**Texto fornecido**.

Voltando ao caso “sub judice”, defende o recorrente que a liquidação de juros compensatórios na liquidação correctiva objecto do presente processo (cfr.nºs.4 e 5 do probatório) padece de falta de fundamentação na sua quantificação e apuramento, visto que permanecem com idêntico montante ao da liquidação adicional anteriormente realizada, apesar da matéria colectável sujeita a tributação autónoma, e o correspondente imposto liquidado, serem diferentes para menos.
Especificamente sobre este vector da impugnação a sentença recorrida pondera que tendo os juros compensatórios sido liquidados em 2002 (cfr.nº.7 do probatório), o pedido é intempestivo, visto que na reclamação graciosa deduzida não se põe em causa a mesma liquidação.
Desde logo, se dirá que o pedido em causa é tempestivo, visto que o que está em causa é a liquidação correctiva efectuada em 12/09/2007.

**Objetivos**.
a – No texto sobre os juros compensatórios, em que data foi efectuada a liquidação correctiva?
b – Continua o texto sobre os juros compensatórios a partir da última frase apresentada.
As linhas seguintes não têm qualquer relação com o texto sobre os juros compensatórios.

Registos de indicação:
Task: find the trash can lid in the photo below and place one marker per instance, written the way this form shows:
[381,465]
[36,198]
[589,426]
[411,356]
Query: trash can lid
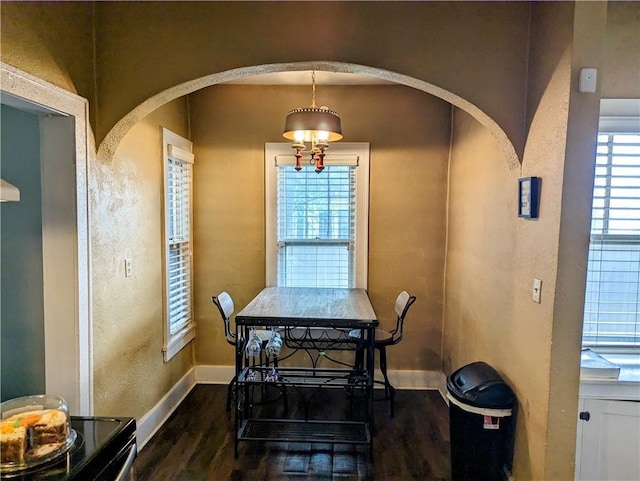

**Resultados por ordem**.
a – Em 12/09/2007.

b –
Conforme já mencionado supra, são devidos juros compensatórios quando, por facto imputável ao sujeito passivo, for retardada a liquidação de parte ou da totalidade do imposto devido. Os juros compensatórios contam-se dia a dia, além do mais, desde o termo do prazo de apresentação da declaração pelo sujeito passivo. Os juros compensatórios só são devidos pelo prazo máximo de 180 dias, no caso de erro do sujeito passivo evidenciado na declaração ou, em caso de falta apurada em acção de fiscalização, até aos 90 dias posteriores à sua conclusão. Por último, a taxa dos juros compensatórios é equivalente à taxa dos juros legais fixada nos termos do artº.559, nº.1, do C.Civil, sendo actualmente de 4% de acordo com a portaria 291/2003, de 8/4 (cfr.artº.35, da L.G.T.; artº.94, do C.I.R.C.; Diogo Leite de Campos e Outros, Lei Geral Tributária comentada e anotada, 4ª. edição, 2012, pág.283 e seg.).
Conforme se pode concluir do regime dos juros compensatórios, estes acrescem sempre ao montante de imposto calculado, com o qual são conjuntamente liquidados (cfr.artº.35, nº.8, da L.G.T.).
Voltando ao caso concreto, tendo a A. Fiscal efectuado uma liquidação correctiva na qual a matéria colectável sujeita a tributação autónoma, e o correspondente imposto liquidado, foram anulados parcialmente (cfr.nº.5 do probatório), óbvia é a conclusão de que o montante de juros compensatórios igualmente devia ser anulado na mesma proporção o que não se verificou.
Assim sendo, não pode manter-se a liquidação de juros compensatórios objecto dos presentes autos, dado padecer do vício de errónea quantificação parcial devido a erro sobre os pressupostos de facto.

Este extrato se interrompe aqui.